● About this exercise:
Retype all of the data exactly as given.
[Start of section]
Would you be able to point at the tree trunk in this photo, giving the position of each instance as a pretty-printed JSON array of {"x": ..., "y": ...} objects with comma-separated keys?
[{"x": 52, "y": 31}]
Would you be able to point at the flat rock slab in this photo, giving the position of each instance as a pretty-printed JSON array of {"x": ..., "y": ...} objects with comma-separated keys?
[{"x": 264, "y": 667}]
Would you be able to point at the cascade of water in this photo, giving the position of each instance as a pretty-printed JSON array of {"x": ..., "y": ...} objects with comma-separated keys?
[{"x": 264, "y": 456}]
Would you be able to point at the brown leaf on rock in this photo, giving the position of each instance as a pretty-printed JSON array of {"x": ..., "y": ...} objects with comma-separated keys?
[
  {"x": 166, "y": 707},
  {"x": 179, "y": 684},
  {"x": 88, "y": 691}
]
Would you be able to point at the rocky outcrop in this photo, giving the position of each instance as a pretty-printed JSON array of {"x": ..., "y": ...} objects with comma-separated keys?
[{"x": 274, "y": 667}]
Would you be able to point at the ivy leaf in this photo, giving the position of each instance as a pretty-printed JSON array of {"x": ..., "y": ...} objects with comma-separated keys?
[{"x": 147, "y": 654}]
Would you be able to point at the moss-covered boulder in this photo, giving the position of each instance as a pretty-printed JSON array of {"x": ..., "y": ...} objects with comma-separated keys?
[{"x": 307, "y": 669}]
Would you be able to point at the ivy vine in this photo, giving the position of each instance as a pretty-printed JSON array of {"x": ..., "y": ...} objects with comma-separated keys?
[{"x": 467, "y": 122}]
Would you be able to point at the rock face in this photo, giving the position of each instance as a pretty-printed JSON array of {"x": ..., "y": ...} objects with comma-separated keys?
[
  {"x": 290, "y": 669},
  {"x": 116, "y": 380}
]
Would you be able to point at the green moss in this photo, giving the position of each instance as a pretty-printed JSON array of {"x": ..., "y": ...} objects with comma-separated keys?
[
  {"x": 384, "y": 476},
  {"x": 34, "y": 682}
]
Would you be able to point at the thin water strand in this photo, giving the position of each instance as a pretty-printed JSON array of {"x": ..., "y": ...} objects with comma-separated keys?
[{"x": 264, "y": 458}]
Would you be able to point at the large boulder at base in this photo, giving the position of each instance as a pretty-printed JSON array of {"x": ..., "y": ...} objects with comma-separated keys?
[End of section]
● Response below:
Would you be able to point at the tree trunk in this photo, giving the position of each instance as a pretty-printed JSON array of {"x": ..., "y": ...} objects with comma-separated keys?
[{"x": 52, "y": 31}]
Would you be able to point at the flat rock slab in this photo, giving the position of each instance as a pretty-printed JSON array of {"x": ..., "y": ...} objects with comma-separated keys?
[{"x": 264, "y": 667}]
Would you be able to point at the cascade of water in this photo, giving the position of each instance as a pretty-printed JSON array of {"x": ..., "y": ...} objects with comma-separated keys?
[{"x": 264, "y": 456}]
Would you be able to point at the brown leaf on rock in this photo, giving the position of each instance as a pretty-printed JSON array of {"x": ..., "y": ...} objects with comma-separated keys?
[
  {"x": 166, "y": 707},
  {"x": 179, "y": 684},
  {"x": 88, "y": 691}
]
Would you be able to point at the rocky outcrop in this photo, giving the position of each instance as a pretty-printed JSON array of {"x": ..., "y": ...} objects with comma-separated keys?
[{"x": 274, "y": 667}]
Would you be able to point at the ivy leaf in this photo, giving the position of each instance as a pretty-printed JSON array of {"x": ..., "y": ...} objects with comma-separated keys?
[{"x": 147, "y": 654}]
Would you be able to point at the moss-covered boulder in this photo, giving the position of each instance as a pretty-printed JSON array of {"x": ..., "y": ...} objects with comma-separated keys?
[{"x": 307, "y": 669}]
Would you be able to point at the ivy vine in this photo, giving the position of each instance as a pretty-printed JSON array of {"x": ..., "y": ...} objects with comma-separated keys?
[{"x": 467, "y": 122}]
Would you be able to point at the rock face in this photo, giving the position of each instance as a pretty-printed JSON array of {"x": ..., "y": ...} objects with comma-separated keys?
[
  {"x": 290, "y": 669},
  {"x": 116, "y": 380}
]
Would you be able to point at the green moss in this photo, giving the position of each instance as a pretty-printed JSON array of {"x": ..., "y": ...} objects with comma-separated keys?
[
  {"x": 384, "y": 476},
  {"x": 34, "y": 682}
]
Would you be able to point at the thin water strand in this photo, giving the position of each instance as a pretty-printed JSON array of {"x": ..., "y": ...} objects with comma-separated keys?
[{"x": 264, "y": 458}]
Would you be able to point at the large boulder at base in this photo, giving the position of each instance as a pretty-printed JSON array of {"x": ..., "y": ...} objects with comma-separated keys?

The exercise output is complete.